Selected extract START

Le Feu follet/The Fire Within (1963) would be Malle's and Ronet's finest work of that period. Ronet plays an alcoholic writer, Alain Leroy, who is on the verge of suicide (his character is based on writer Jacques Rigaut, who killed himself in 1929).

At French Films.info, James Travers writes: "Feu follet sees Ronet give his most captivating and well-judged performance – his portrayal is fascinating but not wholly sympathetic. Part of the genius of this film is that Malle doesn’t require us to like his protagonist. Indeed, the film would lose much of its meaning and impact if Ronet played Leroy as an attractive or even pathetic character."

The film won the Special Jury Prize at the Venice Film Festival and was nominated for an Academy Award for Best Foreign Language Film.

Maurice Ronet
Vintage postcard. Photo: Unifrance Film.

Maurice Ronet
East-German card by VEB Progress Film-Vertrieb, Berlin, no. 1297, 1960. Retail price: 0,20 DM. Photo: publicity still for Casta Diva (Carmine Gallone, 1954).

Selected extract END
Information START

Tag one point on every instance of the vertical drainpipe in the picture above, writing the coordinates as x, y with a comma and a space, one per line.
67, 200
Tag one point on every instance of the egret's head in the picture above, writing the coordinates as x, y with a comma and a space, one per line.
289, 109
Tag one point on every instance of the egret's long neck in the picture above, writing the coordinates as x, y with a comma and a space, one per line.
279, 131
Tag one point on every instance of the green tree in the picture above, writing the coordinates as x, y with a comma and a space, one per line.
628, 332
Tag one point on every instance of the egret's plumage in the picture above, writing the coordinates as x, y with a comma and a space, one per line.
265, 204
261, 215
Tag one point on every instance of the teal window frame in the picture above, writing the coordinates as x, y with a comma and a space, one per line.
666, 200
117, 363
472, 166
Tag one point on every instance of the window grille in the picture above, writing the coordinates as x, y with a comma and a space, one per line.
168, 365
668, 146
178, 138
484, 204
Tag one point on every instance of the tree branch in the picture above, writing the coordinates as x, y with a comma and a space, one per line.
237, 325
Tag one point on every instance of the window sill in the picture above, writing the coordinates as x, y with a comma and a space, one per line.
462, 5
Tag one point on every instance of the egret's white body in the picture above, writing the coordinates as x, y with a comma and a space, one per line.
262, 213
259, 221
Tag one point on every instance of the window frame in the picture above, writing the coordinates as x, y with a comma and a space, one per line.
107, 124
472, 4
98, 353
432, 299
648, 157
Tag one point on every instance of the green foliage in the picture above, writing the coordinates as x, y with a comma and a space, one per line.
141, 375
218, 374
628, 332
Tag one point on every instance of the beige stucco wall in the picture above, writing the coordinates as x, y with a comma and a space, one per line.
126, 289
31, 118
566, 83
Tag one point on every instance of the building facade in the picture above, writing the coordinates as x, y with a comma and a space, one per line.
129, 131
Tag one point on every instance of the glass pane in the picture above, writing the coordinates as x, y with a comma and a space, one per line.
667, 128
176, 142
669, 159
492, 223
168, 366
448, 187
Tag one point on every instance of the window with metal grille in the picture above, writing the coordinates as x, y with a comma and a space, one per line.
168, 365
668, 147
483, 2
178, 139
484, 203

Information END

■ What the task requires
Pick up the passage on Maurice Ronet's career after its final line and continue it.

■ Written response
Marina Vlady, Maurice Ronet
East-German card by VEB Progress Film-Vertrieb, Berlin. Retail price: 0,20 DM. Photo: Les Films Metzger & Woog u. Productions Iena, no. 1.375, 1957. Publicity still for La Sorcière/The Blonde Witch (André Michel, 1956) with Marina Vlady.

Maurice Ronet
French postcard by Editiond du Globe (EDUG), no. 292. Photo: Ch. Van Damme, Paris.

Directorial Debut

Maurice Ronet went on to appear in close to one hundred French and Spanish, Italian, British and American co-productions of the 1950s, 1960s, 1970s and 1980s.

He played both leading and comedic character roles, such as in Plein Soleil/Purple Noon (Rene Clement, 1960), La Dénonciation/The Immoral Moment (Jacques Doniol-Valcroze, 1962), and Le Scandale/The Champagne Murders (Claude Chabrol, 1966) for which he won the Best Actor award at the 1967 San Sebastián International Film Festival.

Other films were La Femme infidèle/The Unfaithful Wife (Claude Chabrol, 1968), La Piscine/The Swimming Pool (Jacques Deray, 1969), Raphaël ou le débauché/Raphael, or The Debauched One (Michel Deville, 1971), and Beau-père/Stepfather (Bertrand Blier, 1981).

He made his directorial debut in 1964 with Le Voleur de Tibidabo/The Thief of Tibadabo, a light-hearted crime story shot in Barcelona, and followed it up with two documentaries Vers l'île des Dragons/To the Island of the Dragons (1974), an allegorical journey to Indonesia to film the Komodo dragon, and a report on the building of a dam in Caborabassa, Mozambique, for French television.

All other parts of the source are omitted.